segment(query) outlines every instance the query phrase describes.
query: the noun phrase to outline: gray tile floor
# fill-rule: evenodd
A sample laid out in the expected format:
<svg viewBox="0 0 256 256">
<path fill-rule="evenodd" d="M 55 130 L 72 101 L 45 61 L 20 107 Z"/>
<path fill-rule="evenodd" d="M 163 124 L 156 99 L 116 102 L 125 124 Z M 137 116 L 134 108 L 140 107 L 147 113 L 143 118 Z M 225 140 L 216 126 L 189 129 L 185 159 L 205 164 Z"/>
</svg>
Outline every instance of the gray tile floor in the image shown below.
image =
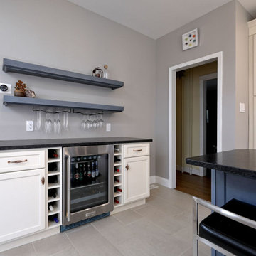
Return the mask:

+ + +

* Given exercise *
Please print every line of the data above word for word, leaving out the pictures.

* Written response *
segment(query) outlines every instance the query phrase describes.
query: the noun phrase to outline: gray tile floor
# fill-rule: evenodd
A sample laid out in the expected format:
<svg viewBox="0 0 256 256">
<path fill-rule="evenodd" d="M 55 130 L 72 101 L 45 61 L 20 107 Z"/>
<path fill-rule="evenodd" d="M 163 124 L 156 99 L 116 102 L 125 124 Z M 137 116 L 134 108 L 140 107 L 147 113 L 143 118 Z M 225 140 L 216 126 L 189 129 L 185 159 L 205 164 Z"/>
</svg>
Outline every instance of the gray tile floor in the image shown below.
image =
Return the mask:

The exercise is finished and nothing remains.